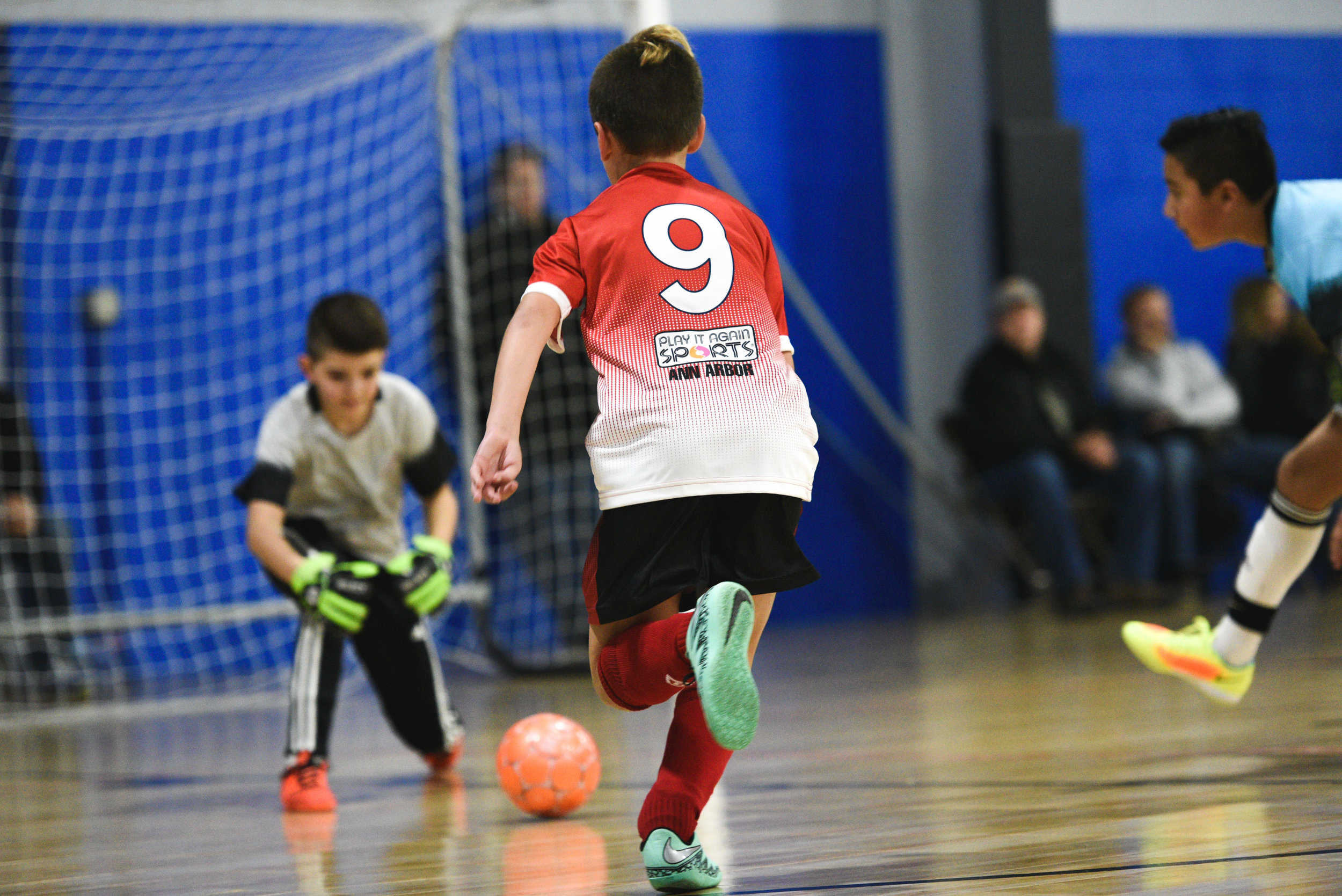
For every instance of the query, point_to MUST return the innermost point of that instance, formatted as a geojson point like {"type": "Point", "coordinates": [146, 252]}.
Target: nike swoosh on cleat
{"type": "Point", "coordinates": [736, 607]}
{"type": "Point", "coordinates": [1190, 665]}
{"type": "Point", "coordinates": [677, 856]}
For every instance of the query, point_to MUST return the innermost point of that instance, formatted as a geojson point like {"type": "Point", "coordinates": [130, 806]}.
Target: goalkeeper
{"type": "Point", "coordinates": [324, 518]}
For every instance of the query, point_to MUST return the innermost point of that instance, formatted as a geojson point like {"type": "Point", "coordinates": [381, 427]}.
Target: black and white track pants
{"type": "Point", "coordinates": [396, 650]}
------
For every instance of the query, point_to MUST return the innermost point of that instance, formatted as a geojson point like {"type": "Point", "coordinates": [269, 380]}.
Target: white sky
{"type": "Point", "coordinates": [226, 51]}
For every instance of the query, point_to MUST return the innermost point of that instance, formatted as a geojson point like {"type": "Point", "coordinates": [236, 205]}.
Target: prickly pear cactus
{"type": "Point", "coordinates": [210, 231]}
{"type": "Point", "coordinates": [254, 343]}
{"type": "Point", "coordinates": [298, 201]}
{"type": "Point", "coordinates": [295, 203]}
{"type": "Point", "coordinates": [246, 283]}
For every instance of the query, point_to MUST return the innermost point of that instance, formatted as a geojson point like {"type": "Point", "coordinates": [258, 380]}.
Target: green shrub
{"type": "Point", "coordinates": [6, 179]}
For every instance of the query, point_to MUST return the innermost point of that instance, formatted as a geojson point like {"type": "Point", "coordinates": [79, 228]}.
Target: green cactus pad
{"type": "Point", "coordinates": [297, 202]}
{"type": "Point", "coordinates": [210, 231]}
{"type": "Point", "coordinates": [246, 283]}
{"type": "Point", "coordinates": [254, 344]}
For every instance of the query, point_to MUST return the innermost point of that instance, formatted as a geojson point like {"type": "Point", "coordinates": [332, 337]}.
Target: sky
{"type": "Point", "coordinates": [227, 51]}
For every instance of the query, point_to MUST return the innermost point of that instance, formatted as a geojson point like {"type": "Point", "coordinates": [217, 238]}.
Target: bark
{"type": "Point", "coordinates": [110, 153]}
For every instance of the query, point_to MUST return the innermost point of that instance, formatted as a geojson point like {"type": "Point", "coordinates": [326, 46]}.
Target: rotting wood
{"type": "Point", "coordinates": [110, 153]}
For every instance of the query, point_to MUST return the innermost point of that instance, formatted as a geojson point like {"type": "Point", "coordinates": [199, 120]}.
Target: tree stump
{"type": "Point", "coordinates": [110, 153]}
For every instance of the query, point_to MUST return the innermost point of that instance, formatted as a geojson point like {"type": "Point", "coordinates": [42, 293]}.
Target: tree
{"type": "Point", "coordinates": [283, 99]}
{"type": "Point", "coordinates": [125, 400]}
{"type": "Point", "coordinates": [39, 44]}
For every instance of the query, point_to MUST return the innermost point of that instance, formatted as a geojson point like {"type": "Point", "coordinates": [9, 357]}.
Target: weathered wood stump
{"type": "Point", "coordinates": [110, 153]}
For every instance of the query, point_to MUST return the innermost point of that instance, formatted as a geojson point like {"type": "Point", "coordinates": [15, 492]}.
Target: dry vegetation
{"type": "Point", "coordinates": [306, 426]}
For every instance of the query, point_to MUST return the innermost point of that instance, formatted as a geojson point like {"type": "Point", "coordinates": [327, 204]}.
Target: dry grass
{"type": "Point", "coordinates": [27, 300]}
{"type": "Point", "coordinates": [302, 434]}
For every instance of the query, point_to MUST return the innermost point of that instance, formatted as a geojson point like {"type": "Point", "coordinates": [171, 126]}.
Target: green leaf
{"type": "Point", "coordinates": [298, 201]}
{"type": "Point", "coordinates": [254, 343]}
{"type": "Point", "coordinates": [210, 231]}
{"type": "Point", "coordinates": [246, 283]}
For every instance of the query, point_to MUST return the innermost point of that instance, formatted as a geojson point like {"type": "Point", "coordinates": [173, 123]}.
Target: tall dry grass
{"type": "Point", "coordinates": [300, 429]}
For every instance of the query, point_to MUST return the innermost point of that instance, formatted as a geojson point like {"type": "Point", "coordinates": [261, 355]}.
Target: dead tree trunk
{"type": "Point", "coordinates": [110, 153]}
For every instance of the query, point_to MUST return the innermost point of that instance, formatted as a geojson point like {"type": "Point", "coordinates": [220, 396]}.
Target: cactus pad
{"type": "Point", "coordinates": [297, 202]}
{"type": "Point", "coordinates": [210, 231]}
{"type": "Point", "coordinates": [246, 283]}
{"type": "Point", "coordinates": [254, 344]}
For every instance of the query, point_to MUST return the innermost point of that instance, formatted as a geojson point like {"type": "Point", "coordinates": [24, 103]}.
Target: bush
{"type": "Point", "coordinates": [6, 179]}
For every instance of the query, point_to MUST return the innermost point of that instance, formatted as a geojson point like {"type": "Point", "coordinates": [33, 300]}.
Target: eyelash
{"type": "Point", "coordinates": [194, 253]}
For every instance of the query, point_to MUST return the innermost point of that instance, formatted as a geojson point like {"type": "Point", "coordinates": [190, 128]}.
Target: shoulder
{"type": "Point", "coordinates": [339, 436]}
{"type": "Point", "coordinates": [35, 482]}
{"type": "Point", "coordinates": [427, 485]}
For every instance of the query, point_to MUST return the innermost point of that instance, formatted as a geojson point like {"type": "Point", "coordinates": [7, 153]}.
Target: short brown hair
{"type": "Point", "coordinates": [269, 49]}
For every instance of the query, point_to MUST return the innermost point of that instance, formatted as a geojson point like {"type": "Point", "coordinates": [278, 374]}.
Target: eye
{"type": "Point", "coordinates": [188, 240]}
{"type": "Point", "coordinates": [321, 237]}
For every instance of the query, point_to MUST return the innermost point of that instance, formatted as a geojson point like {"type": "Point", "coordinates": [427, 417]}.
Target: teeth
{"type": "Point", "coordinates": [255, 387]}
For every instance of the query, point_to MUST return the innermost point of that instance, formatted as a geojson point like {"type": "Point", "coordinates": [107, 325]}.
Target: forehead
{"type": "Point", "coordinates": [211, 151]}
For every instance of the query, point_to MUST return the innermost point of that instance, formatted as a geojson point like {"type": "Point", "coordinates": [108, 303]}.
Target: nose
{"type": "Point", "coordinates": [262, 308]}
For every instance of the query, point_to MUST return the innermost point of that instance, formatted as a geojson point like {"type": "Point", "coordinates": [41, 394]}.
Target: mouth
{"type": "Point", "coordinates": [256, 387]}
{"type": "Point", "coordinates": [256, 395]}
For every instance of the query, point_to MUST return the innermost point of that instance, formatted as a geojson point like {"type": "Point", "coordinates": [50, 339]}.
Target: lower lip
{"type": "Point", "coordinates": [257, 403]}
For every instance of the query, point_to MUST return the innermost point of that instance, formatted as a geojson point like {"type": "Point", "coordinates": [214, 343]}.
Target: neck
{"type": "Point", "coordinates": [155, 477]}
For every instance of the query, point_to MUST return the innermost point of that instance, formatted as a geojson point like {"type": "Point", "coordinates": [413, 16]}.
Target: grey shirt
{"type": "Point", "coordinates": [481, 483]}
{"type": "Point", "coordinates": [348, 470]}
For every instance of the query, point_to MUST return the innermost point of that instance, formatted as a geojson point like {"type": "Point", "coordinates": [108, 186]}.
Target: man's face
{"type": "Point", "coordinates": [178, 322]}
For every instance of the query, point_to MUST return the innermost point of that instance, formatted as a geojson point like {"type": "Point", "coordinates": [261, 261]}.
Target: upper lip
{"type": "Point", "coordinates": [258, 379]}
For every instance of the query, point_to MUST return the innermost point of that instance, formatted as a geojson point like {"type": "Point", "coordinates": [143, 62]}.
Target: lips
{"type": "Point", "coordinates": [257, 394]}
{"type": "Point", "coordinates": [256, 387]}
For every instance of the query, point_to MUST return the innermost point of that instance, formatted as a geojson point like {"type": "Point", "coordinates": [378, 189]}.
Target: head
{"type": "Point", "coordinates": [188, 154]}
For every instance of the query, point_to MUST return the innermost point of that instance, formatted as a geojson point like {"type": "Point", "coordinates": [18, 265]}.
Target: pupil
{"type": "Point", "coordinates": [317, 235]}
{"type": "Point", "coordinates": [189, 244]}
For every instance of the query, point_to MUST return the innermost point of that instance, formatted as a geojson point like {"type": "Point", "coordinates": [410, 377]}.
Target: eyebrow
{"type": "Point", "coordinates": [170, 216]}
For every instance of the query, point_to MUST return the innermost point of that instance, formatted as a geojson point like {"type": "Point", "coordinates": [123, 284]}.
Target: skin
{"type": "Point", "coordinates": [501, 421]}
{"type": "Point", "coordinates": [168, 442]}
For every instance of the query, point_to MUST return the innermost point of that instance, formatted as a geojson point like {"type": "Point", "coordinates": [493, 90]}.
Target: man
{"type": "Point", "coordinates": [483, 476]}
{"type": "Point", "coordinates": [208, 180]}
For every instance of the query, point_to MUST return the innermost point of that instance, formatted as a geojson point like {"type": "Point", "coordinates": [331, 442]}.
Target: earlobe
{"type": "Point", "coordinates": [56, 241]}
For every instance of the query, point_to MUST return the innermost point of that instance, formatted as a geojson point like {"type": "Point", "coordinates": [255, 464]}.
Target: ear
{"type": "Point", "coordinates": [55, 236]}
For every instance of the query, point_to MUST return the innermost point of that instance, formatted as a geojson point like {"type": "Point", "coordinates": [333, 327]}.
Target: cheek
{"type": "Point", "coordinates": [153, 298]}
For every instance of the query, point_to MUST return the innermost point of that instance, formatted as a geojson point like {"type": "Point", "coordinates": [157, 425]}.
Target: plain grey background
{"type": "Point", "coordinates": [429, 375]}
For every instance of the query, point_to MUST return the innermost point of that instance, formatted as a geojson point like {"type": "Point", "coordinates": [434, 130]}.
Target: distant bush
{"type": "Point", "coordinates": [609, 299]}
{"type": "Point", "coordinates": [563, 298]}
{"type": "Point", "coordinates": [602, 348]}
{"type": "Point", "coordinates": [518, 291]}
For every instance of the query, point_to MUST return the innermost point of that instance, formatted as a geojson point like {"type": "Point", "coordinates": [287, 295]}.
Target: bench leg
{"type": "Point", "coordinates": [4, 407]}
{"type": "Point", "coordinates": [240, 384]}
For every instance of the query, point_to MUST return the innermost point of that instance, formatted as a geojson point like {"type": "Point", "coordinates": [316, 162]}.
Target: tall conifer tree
------
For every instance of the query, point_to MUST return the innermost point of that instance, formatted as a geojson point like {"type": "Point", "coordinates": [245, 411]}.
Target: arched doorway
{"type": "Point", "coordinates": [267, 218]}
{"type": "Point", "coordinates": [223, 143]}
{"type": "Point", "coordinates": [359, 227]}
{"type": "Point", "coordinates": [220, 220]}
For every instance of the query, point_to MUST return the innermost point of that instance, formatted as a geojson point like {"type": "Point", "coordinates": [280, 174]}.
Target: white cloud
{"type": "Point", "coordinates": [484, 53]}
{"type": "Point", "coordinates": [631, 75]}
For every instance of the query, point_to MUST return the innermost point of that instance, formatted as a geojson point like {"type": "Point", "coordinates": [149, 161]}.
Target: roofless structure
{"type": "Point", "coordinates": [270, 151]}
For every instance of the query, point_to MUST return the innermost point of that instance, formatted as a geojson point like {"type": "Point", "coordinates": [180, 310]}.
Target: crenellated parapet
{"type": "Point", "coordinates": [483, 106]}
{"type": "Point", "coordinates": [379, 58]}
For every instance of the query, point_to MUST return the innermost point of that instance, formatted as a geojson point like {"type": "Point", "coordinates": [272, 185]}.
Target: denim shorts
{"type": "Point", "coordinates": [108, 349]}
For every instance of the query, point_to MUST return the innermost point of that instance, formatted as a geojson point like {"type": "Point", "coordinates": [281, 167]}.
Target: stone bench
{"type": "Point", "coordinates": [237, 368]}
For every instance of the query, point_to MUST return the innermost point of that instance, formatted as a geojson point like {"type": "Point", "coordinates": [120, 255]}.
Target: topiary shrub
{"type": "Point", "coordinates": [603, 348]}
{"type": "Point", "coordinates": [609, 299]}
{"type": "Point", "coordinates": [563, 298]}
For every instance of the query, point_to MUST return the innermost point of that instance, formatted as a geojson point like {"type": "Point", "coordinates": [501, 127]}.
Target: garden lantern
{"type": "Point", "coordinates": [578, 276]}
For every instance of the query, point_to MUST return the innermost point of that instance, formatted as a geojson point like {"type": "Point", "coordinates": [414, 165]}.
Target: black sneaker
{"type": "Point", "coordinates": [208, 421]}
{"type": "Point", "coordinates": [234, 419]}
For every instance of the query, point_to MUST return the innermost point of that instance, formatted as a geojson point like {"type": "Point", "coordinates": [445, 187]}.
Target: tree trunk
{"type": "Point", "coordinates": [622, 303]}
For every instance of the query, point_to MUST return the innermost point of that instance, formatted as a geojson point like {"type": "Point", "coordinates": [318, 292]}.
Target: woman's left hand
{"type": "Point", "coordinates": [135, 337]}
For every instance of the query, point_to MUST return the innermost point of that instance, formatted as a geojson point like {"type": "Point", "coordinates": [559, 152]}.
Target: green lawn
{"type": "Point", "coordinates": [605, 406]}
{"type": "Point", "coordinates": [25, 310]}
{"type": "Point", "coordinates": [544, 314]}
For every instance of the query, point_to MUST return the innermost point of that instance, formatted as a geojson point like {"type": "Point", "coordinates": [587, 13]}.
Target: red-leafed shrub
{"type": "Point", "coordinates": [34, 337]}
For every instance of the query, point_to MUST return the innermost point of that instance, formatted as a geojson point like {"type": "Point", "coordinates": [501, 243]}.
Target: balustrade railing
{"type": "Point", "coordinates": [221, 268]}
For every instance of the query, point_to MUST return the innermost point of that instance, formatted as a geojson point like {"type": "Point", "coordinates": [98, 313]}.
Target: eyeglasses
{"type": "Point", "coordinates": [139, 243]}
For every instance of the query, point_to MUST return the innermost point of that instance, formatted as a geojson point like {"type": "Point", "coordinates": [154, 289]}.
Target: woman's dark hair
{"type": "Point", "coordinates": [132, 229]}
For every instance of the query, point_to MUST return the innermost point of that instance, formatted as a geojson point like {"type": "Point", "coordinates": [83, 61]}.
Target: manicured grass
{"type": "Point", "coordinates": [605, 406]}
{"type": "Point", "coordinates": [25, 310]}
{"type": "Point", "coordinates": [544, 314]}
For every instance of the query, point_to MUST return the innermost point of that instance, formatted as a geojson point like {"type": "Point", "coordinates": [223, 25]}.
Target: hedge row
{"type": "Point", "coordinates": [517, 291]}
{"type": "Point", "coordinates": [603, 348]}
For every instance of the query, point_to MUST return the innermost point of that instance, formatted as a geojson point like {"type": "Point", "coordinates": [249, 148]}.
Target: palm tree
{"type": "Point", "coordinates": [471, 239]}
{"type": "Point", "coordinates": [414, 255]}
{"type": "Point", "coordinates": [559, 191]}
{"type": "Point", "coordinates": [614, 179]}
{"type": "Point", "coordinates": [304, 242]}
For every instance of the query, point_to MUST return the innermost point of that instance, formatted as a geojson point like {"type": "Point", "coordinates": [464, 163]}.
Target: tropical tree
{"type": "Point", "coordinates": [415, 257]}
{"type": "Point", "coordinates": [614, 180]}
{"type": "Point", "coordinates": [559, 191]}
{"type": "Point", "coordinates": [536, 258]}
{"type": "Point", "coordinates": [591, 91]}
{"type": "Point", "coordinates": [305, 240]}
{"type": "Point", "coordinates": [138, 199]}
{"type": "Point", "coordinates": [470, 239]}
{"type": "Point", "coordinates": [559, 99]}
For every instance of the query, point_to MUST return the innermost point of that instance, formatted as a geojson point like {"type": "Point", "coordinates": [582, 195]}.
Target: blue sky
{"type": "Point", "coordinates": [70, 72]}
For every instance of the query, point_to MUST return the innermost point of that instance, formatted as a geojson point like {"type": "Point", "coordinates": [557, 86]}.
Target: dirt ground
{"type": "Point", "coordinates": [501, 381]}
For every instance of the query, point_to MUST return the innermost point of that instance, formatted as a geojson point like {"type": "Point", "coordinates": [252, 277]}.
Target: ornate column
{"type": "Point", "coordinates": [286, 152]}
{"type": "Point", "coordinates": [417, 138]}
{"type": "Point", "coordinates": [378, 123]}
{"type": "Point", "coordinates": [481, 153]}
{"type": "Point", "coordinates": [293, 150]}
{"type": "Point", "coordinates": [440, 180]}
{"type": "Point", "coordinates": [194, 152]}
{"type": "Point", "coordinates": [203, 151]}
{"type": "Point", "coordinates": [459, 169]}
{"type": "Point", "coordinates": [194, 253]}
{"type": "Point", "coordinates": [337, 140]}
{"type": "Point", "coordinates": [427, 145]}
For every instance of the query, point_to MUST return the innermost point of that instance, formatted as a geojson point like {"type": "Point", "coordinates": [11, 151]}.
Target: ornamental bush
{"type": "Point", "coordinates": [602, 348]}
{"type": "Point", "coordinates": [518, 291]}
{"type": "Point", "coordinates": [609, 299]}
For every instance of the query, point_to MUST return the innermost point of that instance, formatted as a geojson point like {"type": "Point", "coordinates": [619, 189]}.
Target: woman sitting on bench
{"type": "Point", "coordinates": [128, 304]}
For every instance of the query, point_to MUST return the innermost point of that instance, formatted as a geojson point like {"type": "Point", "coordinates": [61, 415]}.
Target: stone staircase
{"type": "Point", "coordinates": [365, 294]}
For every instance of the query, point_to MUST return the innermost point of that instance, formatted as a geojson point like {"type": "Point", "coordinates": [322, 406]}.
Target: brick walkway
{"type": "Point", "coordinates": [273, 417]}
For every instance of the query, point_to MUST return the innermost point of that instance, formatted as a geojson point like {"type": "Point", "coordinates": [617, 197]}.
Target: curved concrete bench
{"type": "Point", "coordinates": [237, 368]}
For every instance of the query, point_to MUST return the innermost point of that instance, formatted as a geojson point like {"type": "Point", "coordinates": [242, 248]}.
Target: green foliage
------
JOB
Collect every line of the records that contains the string "white", with case counting in the match.

RESPONSE
Target: black and white track pants
Target: white sky
Target: white cloud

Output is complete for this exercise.